> Problems
[a] In the broadcast extract, what does Turing say the brain has the consistency of?
[b] Please change "instance" to "occurrence" in the rows, covering everything from the line containing "Practice. Find the sky" down to the end of the rows, and give back only those lines with all else left as it is.
* begin Text block *
The following is an extract from the typewritten script of a BBC radio broadcast
entitled ‘Can Automatic Calculating Machines Be Said To Think’, recorded in
January 1952. In response to the introductory remarks
We’re here today to discuss whether calculating machines can be said to think
in any proper sense of the word. … Turing, … [h]ave you a mechanical defini-
tion?,
Turing replies:
I don’t want to give a definition of thinking, but if I had to I should probably be
unable to say anything more about it than that it was a sort of buzzing that went
on inside my head. But I don’t really see that we need to agree on a definition
at all. The important thing is to try to draw a line between the properties of a
brain, or of a man, that we want to discuss, and those that we don’t. To take an
extreme case, we are not interested in the fact that the brain has the consistency
of cold porridge. We don’t want to say ‘This machine’s quite hard, so it isn’t
a brain, and so it can’t think.’ I would like to suggest a particular kind of
test that one might apply to a machine. You might call it a test to see whether the
machine thinks, but it would be better to avoid begging the question, and say
that the machines that pass are (let’s say) ‘Grade A’ machines.
* end Text block *
* begin Input rows *
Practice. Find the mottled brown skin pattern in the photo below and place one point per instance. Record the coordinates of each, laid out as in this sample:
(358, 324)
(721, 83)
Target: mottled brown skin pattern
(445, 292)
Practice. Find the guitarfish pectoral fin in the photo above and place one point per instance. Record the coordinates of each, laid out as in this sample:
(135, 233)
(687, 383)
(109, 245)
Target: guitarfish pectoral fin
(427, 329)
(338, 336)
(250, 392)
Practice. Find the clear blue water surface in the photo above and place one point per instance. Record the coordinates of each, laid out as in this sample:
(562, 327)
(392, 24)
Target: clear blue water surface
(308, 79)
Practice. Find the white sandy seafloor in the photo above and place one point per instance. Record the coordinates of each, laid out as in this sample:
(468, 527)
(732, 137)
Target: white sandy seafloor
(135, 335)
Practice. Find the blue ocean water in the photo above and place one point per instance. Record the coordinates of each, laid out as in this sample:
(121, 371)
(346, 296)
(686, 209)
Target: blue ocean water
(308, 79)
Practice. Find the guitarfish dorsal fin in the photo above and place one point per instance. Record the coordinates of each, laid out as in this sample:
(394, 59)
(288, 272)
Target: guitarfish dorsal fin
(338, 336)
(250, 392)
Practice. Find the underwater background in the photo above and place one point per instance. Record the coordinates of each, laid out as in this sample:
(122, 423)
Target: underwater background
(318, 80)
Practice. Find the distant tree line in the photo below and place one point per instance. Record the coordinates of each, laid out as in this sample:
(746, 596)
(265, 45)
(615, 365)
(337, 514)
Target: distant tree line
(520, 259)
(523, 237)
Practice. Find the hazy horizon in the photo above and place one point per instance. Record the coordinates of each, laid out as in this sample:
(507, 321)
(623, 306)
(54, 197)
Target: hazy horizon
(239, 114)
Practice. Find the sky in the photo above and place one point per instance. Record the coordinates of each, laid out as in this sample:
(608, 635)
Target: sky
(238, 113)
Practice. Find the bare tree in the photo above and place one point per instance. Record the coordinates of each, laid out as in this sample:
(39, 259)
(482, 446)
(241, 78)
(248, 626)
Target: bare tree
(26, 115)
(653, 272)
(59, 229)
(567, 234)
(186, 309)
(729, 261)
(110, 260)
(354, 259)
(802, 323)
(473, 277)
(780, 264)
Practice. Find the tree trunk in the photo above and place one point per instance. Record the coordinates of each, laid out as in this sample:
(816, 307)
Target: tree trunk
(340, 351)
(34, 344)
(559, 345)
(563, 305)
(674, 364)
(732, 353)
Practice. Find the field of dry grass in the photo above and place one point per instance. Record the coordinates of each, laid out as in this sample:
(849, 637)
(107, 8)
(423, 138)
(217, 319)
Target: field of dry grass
* end Input rows *
> Outputs by task
[a] Cold porridge.

[b]
Practice. Find the sky in the photo above and place one point per occurrence. Record the coordinates of each, laid out as in this sample:
(608, 635)
Target: sky
(238, 113)
Practice. Find the bare tree in the photo above and place one point per occurrence. Record the coordinates of each, laid out as in this sample:
(39, 259)
(482, 446)
(241, 78)
(248, 626)
Target: bare tree
(26, 115)
(653, 272)
(59, 229)
(567, 234)
(186, 309)
(729, 261)
(110, 260)
(354, 259)
(802, 323)
(473, 277)
(780, 264)
Practice. Find the tree trunk in the photo above and place one point per occurrence. Record the coordinates of each, laid out as in this sample:
(816, 307)
Target: tree trunk
(340, 351)
(34, 344)
(559, 345)
(563, 305)
(674, 364)
(732, 353)
Practice. Find the field of dry grass in the photo above and place one point per occurrence. Record the coordinates of each, laid out as in this sample:
(849, 637)
(107, 8)
(423, 138)
(217, 319)
Target: field of dry grass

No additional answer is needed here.